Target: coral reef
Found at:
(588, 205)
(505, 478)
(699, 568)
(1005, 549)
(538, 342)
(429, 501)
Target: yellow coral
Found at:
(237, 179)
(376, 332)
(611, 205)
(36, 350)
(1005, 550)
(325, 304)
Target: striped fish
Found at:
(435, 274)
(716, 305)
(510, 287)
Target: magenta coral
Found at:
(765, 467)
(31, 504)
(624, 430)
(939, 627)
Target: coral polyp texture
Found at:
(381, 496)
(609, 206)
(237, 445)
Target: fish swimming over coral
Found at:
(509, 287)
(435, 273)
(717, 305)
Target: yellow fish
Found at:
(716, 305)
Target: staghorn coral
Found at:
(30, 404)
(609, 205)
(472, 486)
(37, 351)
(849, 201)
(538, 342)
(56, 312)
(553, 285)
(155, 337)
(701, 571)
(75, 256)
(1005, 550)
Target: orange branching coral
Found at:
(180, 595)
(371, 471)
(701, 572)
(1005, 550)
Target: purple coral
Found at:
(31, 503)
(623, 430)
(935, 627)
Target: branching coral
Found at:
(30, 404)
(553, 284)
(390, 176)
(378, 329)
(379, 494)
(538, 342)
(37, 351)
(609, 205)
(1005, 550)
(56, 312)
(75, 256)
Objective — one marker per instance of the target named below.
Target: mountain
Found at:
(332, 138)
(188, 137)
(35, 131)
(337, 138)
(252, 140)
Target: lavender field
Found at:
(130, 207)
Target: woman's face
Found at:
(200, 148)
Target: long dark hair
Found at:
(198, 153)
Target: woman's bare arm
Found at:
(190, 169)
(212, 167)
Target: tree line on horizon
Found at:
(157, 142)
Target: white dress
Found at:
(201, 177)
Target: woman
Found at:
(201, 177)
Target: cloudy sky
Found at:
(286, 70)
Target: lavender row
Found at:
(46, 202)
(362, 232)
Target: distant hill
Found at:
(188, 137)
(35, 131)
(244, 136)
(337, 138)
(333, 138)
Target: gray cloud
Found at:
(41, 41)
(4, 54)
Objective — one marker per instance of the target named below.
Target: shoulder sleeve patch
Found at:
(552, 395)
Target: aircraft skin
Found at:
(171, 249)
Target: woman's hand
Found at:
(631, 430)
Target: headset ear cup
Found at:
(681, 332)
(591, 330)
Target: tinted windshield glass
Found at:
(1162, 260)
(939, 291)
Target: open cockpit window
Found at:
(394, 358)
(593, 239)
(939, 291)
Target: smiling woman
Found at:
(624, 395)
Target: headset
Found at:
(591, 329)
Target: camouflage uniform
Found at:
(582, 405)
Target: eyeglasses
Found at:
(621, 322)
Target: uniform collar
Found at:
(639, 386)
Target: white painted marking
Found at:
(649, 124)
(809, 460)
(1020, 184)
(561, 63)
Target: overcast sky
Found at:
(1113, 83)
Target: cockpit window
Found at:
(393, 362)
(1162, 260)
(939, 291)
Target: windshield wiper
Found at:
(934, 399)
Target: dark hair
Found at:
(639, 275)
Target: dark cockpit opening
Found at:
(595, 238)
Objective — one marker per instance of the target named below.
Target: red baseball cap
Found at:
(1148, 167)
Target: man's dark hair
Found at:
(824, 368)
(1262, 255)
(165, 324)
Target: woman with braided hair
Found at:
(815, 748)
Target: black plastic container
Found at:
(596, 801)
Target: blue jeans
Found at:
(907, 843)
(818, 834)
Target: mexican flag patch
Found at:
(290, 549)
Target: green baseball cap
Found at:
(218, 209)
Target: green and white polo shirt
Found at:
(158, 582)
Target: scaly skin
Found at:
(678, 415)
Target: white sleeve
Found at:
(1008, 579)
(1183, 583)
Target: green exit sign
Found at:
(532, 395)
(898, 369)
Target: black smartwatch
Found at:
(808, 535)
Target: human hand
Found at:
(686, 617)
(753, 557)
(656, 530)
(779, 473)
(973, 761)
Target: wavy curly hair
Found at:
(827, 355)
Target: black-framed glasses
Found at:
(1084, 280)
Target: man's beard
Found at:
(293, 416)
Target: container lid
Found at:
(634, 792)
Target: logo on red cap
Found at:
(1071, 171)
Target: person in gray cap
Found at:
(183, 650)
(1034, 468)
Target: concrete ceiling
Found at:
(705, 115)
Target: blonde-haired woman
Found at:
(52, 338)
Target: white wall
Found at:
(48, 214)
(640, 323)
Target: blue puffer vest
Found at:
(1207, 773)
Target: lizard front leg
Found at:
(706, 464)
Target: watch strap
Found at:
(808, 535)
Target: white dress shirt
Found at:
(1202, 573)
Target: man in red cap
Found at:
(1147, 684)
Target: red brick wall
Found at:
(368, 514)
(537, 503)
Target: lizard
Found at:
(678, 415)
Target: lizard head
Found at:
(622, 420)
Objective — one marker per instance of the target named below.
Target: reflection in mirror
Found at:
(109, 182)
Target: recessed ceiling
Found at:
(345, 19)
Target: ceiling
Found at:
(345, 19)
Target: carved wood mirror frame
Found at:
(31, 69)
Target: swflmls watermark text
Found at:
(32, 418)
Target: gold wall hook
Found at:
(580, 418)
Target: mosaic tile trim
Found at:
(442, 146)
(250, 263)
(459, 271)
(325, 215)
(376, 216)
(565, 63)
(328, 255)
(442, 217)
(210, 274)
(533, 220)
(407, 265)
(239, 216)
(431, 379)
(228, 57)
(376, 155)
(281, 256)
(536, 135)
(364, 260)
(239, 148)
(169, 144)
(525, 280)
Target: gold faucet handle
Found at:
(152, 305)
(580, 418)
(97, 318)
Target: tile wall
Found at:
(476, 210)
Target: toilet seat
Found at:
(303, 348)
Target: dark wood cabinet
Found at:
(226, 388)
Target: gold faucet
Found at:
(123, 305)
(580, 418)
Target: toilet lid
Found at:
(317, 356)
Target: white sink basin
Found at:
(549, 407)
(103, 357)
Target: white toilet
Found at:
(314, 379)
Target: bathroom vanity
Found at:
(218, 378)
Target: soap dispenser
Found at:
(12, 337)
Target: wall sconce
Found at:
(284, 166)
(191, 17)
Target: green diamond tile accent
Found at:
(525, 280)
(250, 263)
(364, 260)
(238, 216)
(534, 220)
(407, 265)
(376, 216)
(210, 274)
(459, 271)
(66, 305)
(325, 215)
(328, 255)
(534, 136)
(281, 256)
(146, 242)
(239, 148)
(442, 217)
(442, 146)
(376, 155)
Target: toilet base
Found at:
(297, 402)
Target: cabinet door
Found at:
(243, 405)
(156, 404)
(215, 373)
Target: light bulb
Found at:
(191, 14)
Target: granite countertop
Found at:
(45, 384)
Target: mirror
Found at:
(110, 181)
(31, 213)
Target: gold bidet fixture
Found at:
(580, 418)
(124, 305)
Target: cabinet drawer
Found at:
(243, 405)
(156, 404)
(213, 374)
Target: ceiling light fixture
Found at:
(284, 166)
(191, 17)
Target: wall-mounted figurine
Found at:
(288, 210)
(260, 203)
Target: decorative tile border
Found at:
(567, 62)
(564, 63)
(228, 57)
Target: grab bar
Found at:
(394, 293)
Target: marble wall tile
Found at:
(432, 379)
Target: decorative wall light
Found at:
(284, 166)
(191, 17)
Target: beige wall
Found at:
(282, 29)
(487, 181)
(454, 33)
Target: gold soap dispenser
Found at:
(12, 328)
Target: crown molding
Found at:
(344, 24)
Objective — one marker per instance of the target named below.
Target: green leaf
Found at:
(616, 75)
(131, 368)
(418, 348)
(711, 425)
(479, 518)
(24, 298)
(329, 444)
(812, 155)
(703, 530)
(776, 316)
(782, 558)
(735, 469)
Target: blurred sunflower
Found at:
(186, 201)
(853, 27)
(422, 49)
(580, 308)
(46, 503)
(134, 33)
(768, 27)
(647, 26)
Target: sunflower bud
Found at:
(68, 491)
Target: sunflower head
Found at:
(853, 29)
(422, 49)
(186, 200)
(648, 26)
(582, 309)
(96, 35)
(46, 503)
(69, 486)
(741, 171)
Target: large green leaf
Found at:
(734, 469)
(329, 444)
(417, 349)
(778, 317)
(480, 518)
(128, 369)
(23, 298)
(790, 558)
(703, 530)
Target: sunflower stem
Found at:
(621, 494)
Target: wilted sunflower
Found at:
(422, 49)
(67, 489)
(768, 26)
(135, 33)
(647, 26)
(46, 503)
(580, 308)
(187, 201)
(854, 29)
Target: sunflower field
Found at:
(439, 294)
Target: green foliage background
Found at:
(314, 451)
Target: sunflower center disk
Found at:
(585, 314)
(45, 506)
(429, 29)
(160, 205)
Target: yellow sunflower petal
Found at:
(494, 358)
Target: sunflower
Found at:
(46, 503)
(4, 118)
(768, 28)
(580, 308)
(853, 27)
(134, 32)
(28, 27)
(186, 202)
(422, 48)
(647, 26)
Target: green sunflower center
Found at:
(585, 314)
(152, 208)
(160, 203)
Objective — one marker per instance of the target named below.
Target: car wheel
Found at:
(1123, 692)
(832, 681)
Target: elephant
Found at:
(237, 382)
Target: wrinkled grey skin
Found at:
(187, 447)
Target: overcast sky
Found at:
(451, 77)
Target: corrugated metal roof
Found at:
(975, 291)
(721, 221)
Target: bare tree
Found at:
:::::
OBJECTIVE: Only the lines from the one containing "Target: large green leaf" through the end of the entries above belong in the answer; repeat them exactly.

SOLUTION TO THIS TASK:
Target: large green leaf
Found at:
(734, 469)
(329, 444)
(417, 349)
(778, 317)
(480, 518)
(128, 369)
(23, 298)
(790, 558)
(703, 530)
Target: sunflower stem
Found at:
(621, 494)
Target: wilted sunflower
Found at:
(422, 49)
(67, 489)
(768, 26)
(135, 33)
(647, 26)
(46, 503)
(580, 308)
(187, 201)
(854, 29)
Target: sunflower field
Found at:
(439, 294)
Target: green foliage background
Found at:
(314, 451)
Target: sunflower center disk
Found at:
(585, 314)
(45, 506)
(429, 29)
(160, 205)
Target: yellow sunflower petal
Found at:
(494, 358)
Target: sunflower
Found at:
(46, 503)
(4, 118)
(768, 28)
(580, 308)
(853, 27)
(134, 32)
(28, 27)
(186, 202)
(422, 48)
(647, 26)
Target: green sunflower center
Found at:
(585, 314)
(152, 208)
(160, 203)
Objective — one marker per instance of the target named below.
Target: car wheel
Found at:
(1123, 692)
(832, 681)
Target: elephant
Found at:
(237, 382)
Target: wrinkled grey skin
Found at:
(187, 447)
Target: overcast sky
Found at:
(451, 77)
Target: corrugated metal roof
Found at:
(975, 291)
(721, 221)
Target: bare tree
Found at:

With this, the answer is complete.